Work required: Repeat word for word the line with "[locate] street (one" and every line after it until the records below run out.

---------- Dataset

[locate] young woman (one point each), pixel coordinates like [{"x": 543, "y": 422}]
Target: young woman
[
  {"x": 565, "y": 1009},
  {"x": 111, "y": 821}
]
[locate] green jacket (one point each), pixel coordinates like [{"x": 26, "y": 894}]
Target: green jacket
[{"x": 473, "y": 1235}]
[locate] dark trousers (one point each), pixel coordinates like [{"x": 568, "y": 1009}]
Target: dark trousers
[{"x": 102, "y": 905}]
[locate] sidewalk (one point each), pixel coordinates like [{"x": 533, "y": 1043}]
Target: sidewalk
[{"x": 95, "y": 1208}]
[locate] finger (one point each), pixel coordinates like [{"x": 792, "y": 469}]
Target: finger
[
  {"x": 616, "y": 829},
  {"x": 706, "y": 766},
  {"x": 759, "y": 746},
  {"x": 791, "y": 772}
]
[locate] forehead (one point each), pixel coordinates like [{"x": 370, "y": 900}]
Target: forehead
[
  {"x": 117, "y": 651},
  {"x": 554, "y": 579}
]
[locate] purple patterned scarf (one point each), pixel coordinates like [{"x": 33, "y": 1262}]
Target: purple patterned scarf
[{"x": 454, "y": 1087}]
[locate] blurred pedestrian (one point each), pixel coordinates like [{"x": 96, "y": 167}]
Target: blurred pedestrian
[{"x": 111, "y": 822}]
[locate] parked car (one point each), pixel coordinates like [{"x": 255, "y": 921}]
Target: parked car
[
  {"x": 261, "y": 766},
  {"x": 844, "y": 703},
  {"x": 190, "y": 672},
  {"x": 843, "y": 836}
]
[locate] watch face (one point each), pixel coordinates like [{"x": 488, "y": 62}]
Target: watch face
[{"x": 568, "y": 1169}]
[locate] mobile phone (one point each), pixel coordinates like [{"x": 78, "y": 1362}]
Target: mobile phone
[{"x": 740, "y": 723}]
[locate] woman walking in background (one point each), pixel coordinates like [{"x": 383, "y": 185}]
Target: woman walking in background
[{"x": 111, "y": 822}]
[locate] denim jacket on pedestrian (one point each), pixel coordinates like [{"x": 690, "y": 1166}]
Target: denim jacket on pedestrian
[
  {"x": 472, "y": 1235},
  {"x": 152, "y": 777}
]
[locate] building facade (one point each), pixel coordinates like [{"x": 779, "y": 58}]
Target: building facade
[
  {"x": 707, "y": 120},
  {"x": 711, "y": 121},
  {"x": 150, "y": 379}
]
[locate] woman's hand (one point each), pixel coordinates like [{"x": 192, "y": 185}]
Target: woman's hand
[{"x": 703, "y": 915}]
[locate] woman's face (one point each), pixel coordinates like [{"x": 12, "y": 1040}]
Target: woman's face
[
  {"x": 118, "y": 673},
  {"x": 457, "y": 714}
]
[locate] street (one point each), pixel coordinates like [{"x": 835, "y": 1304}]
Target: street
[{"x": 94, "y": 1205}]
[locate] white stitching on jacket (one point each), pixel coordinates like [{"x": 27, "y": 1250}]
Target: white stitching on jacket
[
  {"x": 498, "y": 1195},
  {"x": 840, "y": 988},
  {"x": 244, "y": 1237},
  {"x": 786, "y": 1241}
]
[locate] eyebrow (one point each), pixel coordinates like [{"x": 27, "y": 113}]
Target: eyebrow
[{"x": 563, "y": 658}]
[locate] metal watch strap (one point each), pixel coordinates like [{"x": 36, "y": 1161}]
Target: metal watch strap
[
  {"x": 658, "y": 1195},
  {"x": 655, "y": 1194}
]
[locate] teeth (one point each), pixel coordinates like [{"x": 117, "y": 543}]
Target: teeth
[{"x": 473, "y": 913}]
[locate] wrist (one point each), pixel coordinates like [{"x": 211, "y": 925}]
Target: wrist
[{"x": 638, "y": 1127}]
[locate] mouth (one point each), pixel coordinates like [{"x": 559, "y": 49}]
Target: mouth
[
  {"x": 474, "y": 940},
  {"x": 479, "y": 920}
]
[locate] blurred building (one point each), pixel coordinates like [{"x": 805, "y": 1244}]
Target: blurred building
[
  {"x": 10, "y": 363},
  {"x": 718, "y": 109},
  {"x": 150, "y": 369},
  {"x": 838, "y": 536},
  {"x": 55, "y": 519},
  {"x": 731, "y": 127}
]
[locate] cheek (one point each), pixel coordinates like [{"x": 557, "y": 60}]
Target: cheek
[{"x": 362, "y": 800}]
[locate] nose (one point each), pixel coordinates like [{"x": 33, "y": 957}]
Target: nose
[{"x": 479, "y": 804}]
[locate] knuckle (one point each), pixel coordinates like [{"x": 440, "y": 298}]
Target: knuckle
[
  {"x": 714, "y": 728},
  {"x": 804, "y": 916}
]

--------------------

Written response:
[locate] street (one point each), pixel coordinates like [{"x": 835, "y": 1304}]
Target: street
[{"x": 94, "y": 1205}]
[locate] white stitching on jacket (one point each), pixel coordinates like [{"x": 27, "y": 1250}]
Target: white stitching on jacket
[
  {"x": 498, "y": 1195},
  {"x": 840, "y": 988},
  {"x": 244, "y": 1237},
  {"x": 786, "y": 1241}
]
[locate] eyebrow (one point each), pixel coordinates like [{"x": 27, "y": 113}]
Target: eyebrow
[{"x": 563, "y": 658}]
[locate] metal watch strap (one point each), pixel coordinates like [{"x": 36, "y": 1161}]
Target: metal watch strap
[
  {"x": 658, "y": 1195},
  {"x": 655, "y": 1194}
]
[locate] teeth (one point each), pixel coordinates like [{"x": 117, "y": 543}]
Target: teeth
[{"x": 473, "y": 913}]
[locate] wrist (one point each), pixel coordinates like [{"x": 211, "y": 925}]
Target: wrist
[{"x": 638, "y": 1127}]
[locate] mouth (one point each), pixel coordinates like [{"x": 559, "y": 49}]
Target: mouth
[
  {"x": 474, "y": 940},
  {"x": 479, "y": 920}
]
[locate] blurred building (one point each), pixel coordinates like [{"x": 805, "y": 1244}]
Target: blurred building
[
  {"x": 10, "y": 363},
  {"x": 718, "y": 109},
  {"x": 150, "y": 369},
  {"x": 838, "y": 536},
  {"x": 55, "y": 519},
  {"x": 731, "y": 127}
]
[locate] cheek (one point each), pixel coordinates like [{"x": 557, "y": 60}]
Target: cheek
[{"x": 362, "y": 800}]
[locate] nose (one point each), pixel coordinates like [{"x": 33, "y": 957}]
Target: nose
[{"x": 479, "y": 804}]
[locate] knuckle (one point each), pixel coordinates like [{"x": 440, "y": 298}]
Target: knuckle
[
  {"x": 714, "y": 728},
  {"x": 804, "y": 916}
]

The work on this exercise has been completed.